> _What this exercise asks_
[1] According to the umask bug report, which flag added to go test disables the cache?
[2] Decide whether each statement agrees with the umask bug report. For each, answer yes or no and quote the words from the report that decide it.
(a) Umask is a process-global variable managed by the OS.
(b) The tests fail when umask is 002.
(c) The Go version shown is go1.23.1 on darwin/arm64.
[3] List every package imported by the example test in the umask bug report.

> _Text provided_
###

I have several tests that create files and check the permissions of the created files. On UNIX systems, the permissions of the created files depend on the value of umask, which is a process-global variable managed by the OS, the same way that environment variables are process-global variables managed by the OS.

I expect to be able to change umask, run go test, and have go test re-run my tests with the new umask. However, after changing umask, go test incorrectly re-uses its cached test results:

$ go version
go version go1.23.1 darwin/arm64

$ umask 002                               # <--- set umask to 002

$ go test .
ok      tmp     0.252s                    # <--- tests pass when umask is 002

$ umask 022                               # <--- change umask to 022

$ go test .                               # <--- re-run tests
ok      tmp     (cached)                  # <--- BUG: test results re-used from cache

$ go test . -count=1                      # <--- disabling cache gives correct test result
--- FAIL: TestUmask (0.00s)
    umask_test.go:34: got 644, want 664
FAIL
FAIL    tmp     0.249s
FAIL

The example test is:

package main

import (
    "io/fs"
    "os"
    "path/filepath"
    "testing"
)

func TestUmask(t *testing.T) {
    // This tests passes when the umask is 002 (e.g. on Debian-based systems),
    // but fails when the umask is 022 (e.g. on RedHat-based systems and macOS).
    filename := filepath.Join(t.TempDir(), "file")
    if err := os.WriteFile(filename, nil, 0o664); err != nil {
        t.Fatal(err)
    }
    fileInfo, err := os.Stat(filename)
    if err != nil {
        t.Fatal(err)
    }
    // Ensure that the file's permissions are 0o666 &^ 0o002 == 0o664.

###

[Object position labeling entries]
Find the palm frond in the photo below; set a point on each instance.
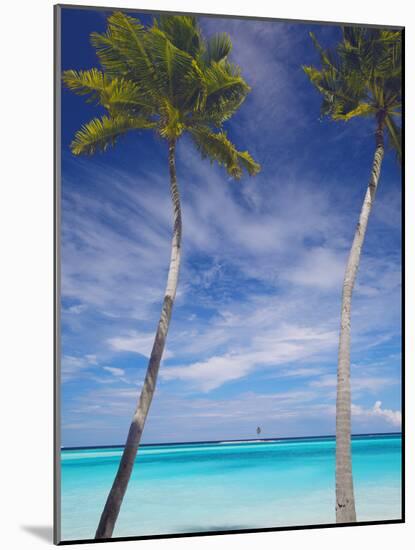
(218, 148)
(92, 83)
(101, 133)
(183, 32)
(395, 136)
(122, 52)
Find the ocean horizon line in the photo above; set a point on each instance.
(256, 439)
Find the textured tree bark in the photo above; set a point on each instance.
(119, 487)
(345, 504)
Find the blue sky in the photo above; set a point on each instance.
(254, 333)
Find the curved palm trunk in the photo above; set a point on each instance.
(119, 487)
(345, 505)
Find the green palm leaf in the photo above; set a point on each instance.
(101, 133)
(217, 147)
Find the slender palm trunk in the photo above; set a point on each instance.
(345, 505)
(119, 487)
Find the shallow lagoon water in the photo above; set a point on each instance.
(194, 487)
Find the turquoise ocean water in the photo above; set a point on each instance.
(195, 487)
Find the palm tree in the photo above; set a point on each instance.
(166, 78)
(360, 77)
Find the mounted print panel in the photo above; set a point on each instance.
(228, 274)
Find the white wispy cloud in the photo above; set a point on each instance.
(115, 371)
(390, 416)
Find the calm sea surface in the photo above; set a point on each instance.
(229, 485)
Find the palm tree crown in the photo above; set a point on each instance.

###

> _Exercise results_
[1] The flag -count=1 disables the cache.

[2]
(a) Yes: "which is a process-global variable managed by the OS"
(b) No: "tests pass when umask is 002"
(c) Yes: "go version go1.23.1 darwin/arm64"

[3]
io/fs
os
path/filepath
testing